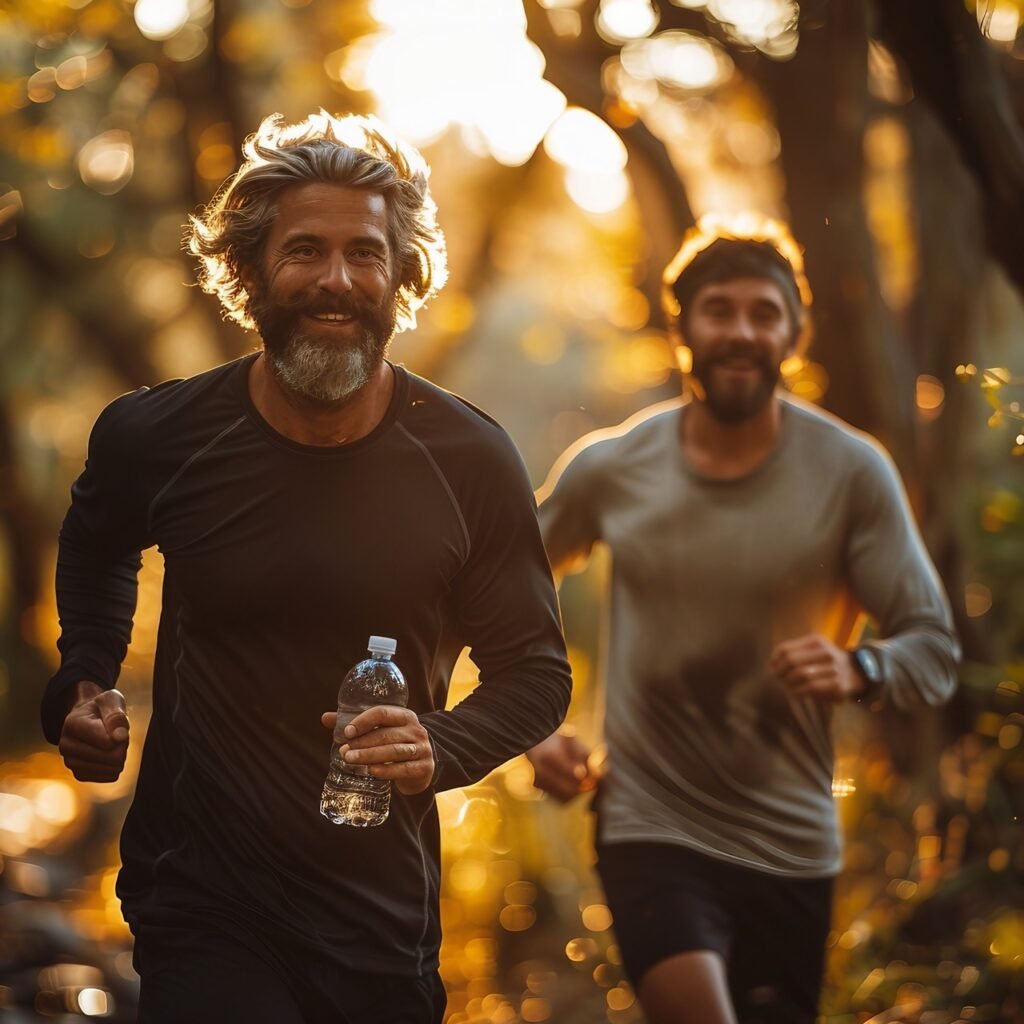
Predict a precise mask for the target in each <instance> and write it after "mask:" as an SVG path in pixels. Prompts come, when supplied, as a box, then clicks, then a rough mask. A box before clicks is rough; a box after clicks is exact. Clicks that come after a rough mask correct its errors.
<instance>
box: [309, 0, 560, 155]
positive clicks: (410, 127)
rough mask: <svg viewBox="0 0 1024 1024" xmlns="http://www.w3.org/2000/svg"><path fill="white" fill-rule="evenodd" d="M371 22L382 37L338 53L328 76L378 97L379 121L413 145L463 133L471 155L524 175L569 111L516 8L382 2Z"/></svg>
mask: <svg viewBox="0 0 1024 1024" xmlns="http://www.w3.org/2000/svg"><path fill="white" fill-rule="evenodd" d="M371 13H372V14H373V16H374V18H375V19H376V20H377V23H378V24H379V25H380V27H381V31H379V32H377V33H374V34H372V35H369V36H365V37H362V38H361V39H359V40H356V41H355V42H354V43H352V44H351V45H349V46H347V47H345V48H344V49H343V50H340V51H335V53H332V54H330V55H329V56H328V58H327V60H326V62H325V68H326V70H327V72H328V74H329V75H330V76H331V77H332V78H335V79H336V80H338V81H342V82H344V84H345V85H346V86H347V87H348V88H350V89H353V90H371V91H372V92H373V93H374V95H375V97H376V100H377V110H378V113H379V115H380V116H381V117H382V118H383V119H384V120H385V121H387V122H388V124H390V125H391V127H392V128H393V129H394V130H395V131H396V132H398V133H399V134H400V135H403V136H404V137H407V138H409V139H410V140H411V141H413V142H415V143H418V144H425V143H428V142H430V141H432V140H434V139H436V138H438V137H439V136H440V135H441V134H442V133H443V132H444V131H445V130H446V129H447V128H449V127H451V126H458V127H459V128H460V129H461V130H462V133H463V138H464V140H465V141H466V143H467V145H469V146H470V147H471V148H474V150H476V151H478V152H481V153H485V154H487V155H489V156H492V157H494V158H495V159H496V160H498V161H499V162H501V163H504V164H507V165H510V166H517V165H519V164H522V163H524V162H525V161H526V160H528V159H529V157H530V156H532V154H534V151H535V150H536V148H537V146H538V144H539V143H540V141H541V139H542V138H543V137H544V134H545V132H546V131H547V130H548V127H549V126H550V125H551V123H552V122H553V121H554V120H555V118H557V117H558V115H559V114H560V113H561V111H562V110H563V109H564V106H565V97H564V96H563V95H562V93H561V92H560V91H559V90H558V89H556V88H555V87H554V86H553V85H551V83H550V82H547V81H546V80H545V79H544V77H543V74H544V66H545V61H544V56H543V54H542V53H541V51H540V50H539V49H538V47H537V46H536V45H535V44H534V43H532V42H531V41H530V40H528V39H527V38H526V35H525V24H526V23H525V15H524V14H523V10H522V5H521V3H519V2H517V0H450V2H447V3H445V4H443V5H441V6H438V5H427V4H423V3H420V2H419V0H374V3H373V4H372V6H371ZM467 82H473V88H471V89H467V88H466V83H467Z"/></svg>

☆ ☆ ☆

#### [TASK OBJECTIVE]
Please return every record above exactly, but leave out the pictures.

#### [RESPONSE TO THIS TASK]
Predict a precise mask for the target in each <instance> and write it after "mask:" as an SVG path in pixels. Prompts come, when supplied, as a box, then clicks, then a rough mask. A box before clicks is rough; a box after clicks is exact. Clicks that come after a rough mask correct its errors.
<instance>
box: [309, 0, 560, 155]
positive clicks: (410, 127)
rough mask: <svg viewBox="0 0 1024 1024" xmlns="http://www.w3.org/2000/svg"><path fill="white" fill-rule="evenodd" d="M371 22L382 37L338 53L328 76L378 97L379 121L413 145L463 133L471 155L524 175L569 111L516 8L382 2Z"/></svg>
mask: <svg viewBox="0 0 1024 1024" xmlns="http://www.w3.org/2000/svg"><path fill="white" fill-rule="evenodd" d="M371 13H372V14H373V16H374V18H375V19H376V20H377V23H378V24H379V25H380V27H381V31H379V32H377V33H374V34H372V35H369V36H365V37H362V38H361V39H359V40H356V41H355V42H354V43H352V44H351V45H349V46H347V47H345V48H344V49H343V50H340V51H335V53H332V54H330V55H329V56H328V58H327V60H326V62H325V68H326V70H327V72H328V74H329V75H330V76H331V77H332V78H335V79H336V80H338V81H342V82H344V84H345V85H346V86H347V87H348V88H350V89H353V90H371V91H372V92H373V93H374V95H375V97H376V100H377V110H378V113H379V115H380V116H381V117H382V118H383V119H384V120H385V121H387V122H388V124H390V125H391V127H392V128H393V129H394V130H395V131H396V132H398V133H399V134H400V135H403V136H404V137H407V138H409V139H410V140H411V141H413V142H415V143H418V144H425V143H428V142H430V141H432V140H434V139H436V138H438V137H439V136H440V135H441V134H442V133H443V132H444V131H445V130H446V129H447V128H449V127H451V126H458V127H459V128H460V129H461V130H462V133H463V138H464V140H465V141H466V143H467V145H469V146H470V147H471V148H474V150H476V151H478V152H481V153H485V154H487V155H489V156H492V157H494V158H495V159H496V160H498V161H499V162H501V163H504V164H507V165H510V166H517V165H519V164H522V163H524V162H525V161H526V160H528V159H529V157H530V156H532V154H534V151H535V150H536V148H537V146H538V144H539V143H540V141H541V139H542V138H543V137H544V134H545V132H546V131H547V130H548V127H549V126H550V125H551V123H552V122H553V121H554V120H555V118H557V117H558V115H559V114H560V113H561V111H562V110H563V109H564V106H565V97H564V96H563V95H562V93H561V92H560V91H559V90H558V89H556V88H555V87H554V86H553V85H551V83H550V82H547V81H546V80H545V79H544V77H543V74H544V66H545V61H544V56H543V54H542V53H541V51H540V50H539V49H538V47H537V46H536V45H535V44H534V43H532V42H531V41H530V40H528V39H527V38H526V35H525V24H526V23H525V15H524V14H523V10H522V5H521V3H519V2H517V0H450V2H447V3H445V4H443V5H441V6H438V5H427V4H423V3H420V2H419V0H374V3H373V4H372V6H371ZM467 82H473V88H471V89H467V88H466V83H467Z"/></svg>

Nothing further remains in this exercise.